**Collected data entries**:
----------------

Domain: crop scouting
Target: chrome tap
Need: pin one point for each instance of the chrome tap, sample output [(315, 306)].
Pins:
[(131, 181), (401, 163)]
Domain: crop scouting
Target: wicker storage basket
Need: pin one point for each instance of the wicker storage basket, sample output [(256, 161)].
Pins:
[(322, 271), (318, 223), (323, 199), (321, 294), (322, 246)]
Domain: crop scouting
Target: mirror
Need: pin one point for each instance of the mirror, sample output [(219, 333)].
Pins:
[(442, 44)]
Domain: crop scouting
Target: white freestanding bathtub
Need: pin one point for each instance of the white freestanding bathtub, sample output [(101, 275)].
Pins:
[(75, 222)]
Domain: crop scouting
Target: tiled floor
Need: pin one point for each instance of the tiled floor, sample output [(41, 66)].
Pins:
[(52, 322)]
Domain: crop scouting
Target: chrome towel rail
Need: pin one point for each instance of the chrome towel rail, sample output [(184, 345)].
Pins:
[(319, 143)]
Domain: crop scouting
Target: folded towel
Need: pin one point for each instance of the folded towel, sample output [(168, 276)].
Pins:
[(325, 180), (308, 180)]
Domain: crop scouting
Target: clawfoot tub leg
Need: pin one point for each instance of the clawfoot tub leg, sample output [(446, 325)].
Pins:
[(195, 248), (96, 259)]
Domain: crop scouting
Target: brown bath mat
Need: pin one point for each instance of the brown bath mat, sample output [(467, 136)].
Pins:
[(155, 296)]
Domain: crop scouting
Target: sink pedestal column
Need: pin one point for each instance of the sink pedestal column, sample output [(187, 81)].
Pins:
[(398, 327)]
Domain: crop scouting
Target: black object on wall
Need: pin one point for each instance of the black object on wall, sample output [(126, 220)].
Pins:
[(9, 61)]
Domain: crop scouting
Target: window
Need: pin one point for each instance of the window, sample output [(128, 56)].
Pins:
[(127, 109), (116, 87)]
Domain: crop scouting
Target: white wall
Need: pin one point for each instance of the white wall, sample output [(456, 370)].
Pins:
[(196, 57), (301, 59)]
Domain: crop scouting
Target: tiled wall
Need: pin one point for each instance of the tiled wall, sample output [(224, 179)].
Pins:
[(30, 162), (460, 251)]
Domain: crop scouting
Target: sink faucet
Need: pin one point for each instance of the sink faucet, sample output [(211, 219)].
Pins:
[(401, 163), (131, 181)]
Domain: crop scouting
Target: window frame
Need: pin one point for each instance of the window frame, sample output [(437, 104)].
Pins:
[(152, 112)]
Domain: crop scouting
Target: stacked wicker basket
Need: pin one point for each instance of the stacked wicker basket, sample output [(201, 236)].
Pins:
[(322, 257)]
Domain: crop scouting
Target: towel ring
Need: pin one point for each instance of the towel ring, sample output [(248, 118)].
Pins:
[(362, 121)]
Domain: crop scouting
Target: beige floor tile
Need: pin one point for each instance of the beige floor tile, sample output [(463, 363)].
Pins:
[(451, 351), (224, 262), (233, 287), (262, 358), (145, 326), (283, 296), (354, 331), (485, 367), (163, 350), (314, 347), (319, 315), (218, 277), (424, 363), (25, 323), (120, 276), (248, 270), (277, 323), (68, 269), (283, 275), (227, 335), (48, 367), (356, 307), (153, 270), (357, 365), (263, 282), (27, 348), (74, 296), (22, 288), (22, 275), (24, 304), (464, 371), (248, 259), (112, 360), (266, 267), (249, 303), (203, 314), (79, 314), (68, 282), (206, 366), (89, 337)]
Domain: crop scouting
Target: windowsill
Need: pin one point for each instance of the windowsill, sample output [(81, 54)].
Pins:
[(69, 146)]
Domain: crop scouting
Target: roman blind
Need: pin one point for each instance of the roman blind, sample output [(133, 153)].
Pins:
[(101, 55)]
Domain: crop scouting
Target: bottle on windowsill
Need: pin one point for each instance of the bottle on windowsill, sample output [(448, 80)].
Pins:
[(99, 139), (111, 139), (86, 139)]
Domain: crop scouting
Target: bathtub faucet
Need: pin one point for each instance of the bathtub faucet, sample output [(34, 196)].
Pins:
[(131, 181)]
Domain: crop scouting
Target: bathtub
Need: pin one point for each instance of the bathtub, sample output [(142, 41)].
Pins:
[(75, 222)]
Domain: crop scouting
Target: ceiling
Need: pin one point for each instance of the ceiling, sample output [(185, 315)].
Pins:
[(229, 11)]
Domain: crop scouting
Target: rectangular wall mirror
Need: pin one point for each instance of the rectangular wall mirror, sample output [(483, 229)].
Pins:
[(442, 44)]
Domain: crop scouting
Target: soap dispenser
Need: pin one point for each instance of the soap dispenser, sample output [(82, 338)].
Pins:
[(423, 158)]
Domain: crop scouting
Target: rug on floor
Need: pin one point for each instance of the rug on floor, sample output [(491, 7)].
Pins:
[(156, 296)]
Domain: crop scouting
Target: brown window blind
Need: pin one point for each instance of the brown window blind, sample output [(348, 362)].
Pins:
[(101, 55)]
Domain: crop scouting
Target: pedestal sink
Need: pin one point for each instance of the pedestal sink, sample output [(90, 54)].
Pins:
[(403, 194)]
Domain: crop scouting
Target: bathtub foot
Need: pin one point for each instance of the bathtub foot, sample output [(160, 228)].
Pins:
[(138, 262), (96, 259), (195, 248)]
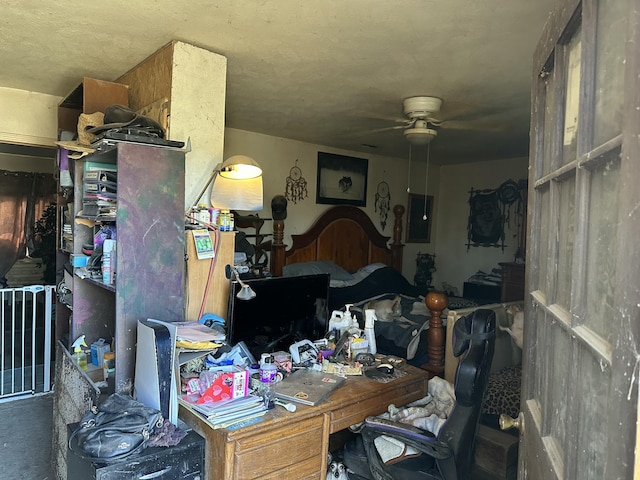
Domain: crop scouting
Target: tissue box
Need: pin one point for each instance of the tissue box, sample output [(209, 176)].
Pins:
[(78, 260), (230, 382), (98, 349)]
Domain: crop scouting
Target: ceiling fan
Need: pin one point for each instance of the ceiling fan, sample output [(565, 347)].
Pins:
[(421, 123), (419, 110)]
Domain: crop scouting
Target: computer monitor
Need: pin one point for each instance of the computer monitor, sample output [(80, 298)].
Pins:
[(285, 310)]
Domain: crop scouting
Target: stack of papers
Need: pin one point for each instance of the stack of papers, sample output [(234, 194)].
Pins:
[(196, 336), (226, 414)]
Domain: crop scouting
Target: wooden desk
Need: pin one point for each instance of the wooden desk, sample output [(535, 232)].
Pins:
[(295, 445)]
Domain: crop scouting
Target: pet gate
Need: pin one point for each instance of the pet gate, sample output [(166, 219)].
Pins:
[(26, 321)]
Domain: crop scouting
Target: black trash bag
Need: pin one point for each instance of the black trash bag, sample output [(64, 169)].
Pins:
[(119, 117), (119, 427)]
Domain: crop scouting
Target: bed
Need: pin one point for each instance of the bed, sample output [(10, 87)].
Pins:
[(344, 242)]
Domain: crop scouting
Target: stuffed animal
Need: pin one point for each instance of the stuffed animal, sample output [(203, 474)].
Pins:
[(386, 310)]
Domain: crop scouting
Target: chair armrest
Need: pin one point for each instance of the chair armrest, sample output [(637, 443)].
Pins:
[(420, 439)]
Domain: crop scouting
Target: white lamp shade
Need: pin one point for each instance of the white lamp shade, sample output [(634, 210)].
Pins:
[(240, 167), (230, 194)]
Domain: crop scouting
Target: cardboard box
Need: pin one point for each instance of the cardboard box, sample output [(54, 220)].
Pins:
[(229, 382), (78, 260), (89, 97)]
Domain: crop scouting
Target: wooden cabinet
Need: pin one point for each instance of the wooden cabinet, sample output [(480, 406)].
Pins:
[(149, 238), (512, 282), (286, 445), (204, 285)]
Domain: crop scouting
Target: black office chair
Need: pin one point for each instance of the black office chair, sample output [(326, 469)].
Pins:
[(449, 456)]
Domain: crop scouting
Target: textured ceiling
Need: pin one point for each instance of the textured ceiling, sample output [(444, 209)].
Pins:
[(325, 72)]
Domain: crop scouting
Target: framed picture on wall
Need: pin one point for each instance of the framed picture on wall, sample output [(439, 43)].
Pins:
[(342, 180), (419, 228)]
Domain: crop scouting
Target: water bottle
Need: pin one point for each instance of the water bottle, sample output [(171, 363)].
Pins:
[(268, 375), (369, 330)]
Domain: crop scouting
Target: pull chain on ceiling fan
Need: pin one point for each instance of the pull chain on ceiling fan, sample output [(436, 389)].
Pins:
[(426, 181)]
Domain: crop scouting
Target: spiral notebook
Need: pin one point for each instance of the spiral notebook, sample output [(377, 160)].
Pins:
[(308, 387)]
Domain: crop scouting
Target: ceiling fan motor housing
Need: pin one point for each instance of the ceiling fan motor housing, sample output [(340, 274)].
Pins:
[(421, 107)]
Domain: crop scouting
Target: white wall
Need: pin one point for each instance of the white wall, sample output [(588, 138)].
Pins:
[(454, 262), (28, 117), (278, 155), (198, 94)]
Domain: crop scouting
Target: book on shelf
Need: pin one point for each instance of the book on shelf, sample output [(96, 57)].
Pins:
[(223, 414)]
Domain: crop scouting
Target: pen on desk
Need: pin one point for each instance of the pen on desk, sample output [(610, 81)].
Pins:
[(288, 406)]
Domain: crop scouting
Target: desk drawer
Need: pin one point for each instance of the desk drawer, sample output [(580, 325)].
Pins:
[(294, 448)]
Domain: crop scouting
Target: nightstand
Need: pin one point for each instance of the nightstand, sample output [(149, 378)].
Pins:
[(512, 282)]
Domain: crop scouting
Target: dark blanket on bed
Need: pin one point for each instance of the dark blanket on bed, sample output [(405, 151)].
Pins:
[(380, 281)]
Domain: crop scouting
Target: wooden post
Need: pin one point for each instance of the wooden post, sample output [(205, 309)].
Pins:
[(397, 246), (277, 248), (436, 302)]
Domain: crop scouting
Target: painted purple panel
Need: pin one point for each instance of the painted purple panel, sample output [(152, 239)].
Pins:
[(150, 229)]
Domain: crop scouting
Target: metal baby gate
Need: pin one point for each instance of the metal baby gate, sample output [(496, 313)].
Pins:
[(26, 321)]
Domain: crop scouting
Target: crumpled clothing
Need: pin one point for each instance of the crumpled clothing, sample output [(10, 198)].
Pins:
[(428, 413), (168, 435)]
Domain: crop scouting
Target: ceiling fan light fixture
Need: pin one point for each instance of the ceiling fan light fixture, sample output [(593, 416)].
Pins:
[(420, 136), (421, 107)]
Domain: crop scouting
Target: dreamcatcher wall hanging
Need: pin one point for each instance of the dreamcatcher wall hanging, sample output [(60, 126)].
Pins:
[(296, 188), (383, 202), (489, 211)]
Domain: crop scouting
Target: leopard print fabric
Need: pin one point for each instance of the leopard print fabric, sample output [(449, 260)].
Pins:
[(503, 392)]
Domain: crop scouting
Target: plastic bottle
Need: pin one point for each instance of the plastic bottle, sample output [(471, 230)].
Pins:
[(78, 355), (204, 217), (369, 330), (348, 318), (268, 374)]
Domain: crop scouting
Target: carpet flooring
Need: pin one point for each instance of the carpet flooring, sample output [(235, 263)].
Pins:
[(25, 438)]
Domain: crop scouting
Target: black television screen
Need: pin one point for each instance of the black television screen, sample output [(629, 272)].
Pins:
[(285, 310)]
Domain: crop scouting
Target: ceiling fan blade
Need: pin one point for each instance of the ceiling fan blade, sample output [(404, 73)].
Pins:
[(388, 118), (375, 130), (468, 125)]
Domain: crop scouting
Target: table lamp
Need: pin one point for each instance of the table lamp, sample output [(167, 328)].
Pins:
[(236, 184)]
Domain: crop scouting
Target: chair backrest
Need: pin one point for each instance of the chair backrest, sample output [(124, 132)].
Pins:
[(474, 339)]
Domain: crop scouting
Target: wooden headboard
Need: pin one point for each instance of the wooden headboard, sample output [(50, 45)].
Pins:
[(343, 234)]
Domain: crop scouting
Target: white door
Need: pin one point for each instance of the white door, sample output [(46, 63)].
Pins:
[(580, 367)]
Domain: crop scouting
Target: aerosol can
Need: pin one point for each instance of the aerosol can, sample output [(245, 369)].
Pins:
[(78, 354), (369, 331), (342, 321)]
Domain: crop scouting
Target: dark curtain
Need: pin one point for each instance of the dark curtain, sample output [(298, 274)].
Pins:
[(23, 198)]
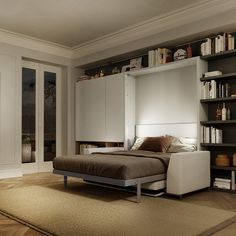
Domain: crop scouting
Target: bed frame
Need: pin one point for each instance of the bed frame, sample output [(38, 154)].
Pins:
[(187, 172), (118, 182)]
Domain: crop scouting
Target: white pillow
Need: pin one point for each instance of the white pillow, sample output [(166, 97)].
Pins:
[(138, 142), (182, 145)]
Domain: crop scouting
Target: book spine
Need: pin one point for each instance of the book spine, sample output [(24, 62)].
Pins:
[(213, 135), (151, 58)]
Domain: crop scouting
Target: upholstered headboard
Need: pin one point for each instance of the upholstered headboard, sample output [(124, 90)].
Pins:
[(174, 129)]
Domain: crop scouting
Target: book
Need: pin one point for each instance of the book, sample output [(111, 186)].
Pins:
[(151, 58), (202, 134), (207, 134), (219, 136), (213, 135)]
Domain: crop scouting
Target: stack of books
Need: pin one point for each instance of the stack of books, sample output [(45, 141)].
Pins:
[(212, 89), (222, 183), (211, 135), (220, 43), (159, 56)]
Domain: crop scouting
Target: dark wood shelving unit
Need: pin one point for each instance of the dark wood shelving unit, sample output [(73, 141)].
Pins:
[(218, 122), (219, 77), (224, 62), (226, 99), (220, 55)]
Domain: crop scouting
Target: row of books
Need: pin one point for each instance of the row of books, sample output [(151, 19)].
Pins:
[(222, 183), (220, 43), (211, 135), (159, 56), (213, 89)]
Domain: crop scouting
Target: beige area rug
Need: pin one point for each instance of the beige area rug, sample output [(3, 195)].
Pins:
[(88, 210)]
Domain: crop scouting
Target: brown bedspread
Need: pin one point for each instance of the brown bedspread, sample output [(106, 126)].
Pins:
[(118, 165)]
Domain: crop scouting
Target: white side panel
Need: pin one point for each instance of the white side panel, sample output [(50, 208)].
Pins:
[(202, 67), (115, 109), (7, 109), (129, 111), (167, 97), (90, 110)]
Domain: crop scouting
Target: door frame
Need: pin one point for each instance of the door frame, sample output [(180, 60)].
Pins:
[(39, 165)]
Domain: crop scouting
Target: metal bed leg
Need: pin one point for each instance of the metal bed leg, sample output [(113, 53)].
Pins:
[(65, 181), (138, 191)]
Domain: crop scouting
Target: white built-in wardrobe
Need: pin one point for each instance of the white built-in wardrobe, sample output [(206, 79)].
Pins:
[(105, 109)]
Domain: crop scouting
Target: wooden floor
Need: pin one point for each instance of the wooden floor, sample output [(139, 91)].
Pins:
[(10, 227)]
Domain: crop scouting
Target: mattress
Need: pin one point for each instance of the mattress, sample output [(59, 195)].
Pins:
[(118, 165)]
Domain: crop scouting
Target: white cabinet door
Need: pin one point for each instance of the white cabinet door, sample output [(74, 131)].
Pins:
[(90, 110), (7, 109), (115, 108)]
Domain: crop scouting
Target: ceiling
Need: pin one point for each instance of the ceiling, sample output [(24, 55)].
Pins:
[(75, 22)]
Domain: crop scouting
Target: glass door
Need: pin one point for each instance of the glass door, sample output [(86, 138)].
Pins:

----------------

**Goal**: Put everything from the start of the items down to the line containing "[(131, 181), (401, 163)]" into a two-column CSV with the headers item_text and answer, one row per item. Wrap each field in quotes and replace line breaks with spaces.

**Task response**:
item_text,answer
"Domain: crop scouting Target: chrome tap Need: pin one point for each instance of the chrome tap, sample output [(315, 306)]. Pins:","[(131, 181), (401, 163)]"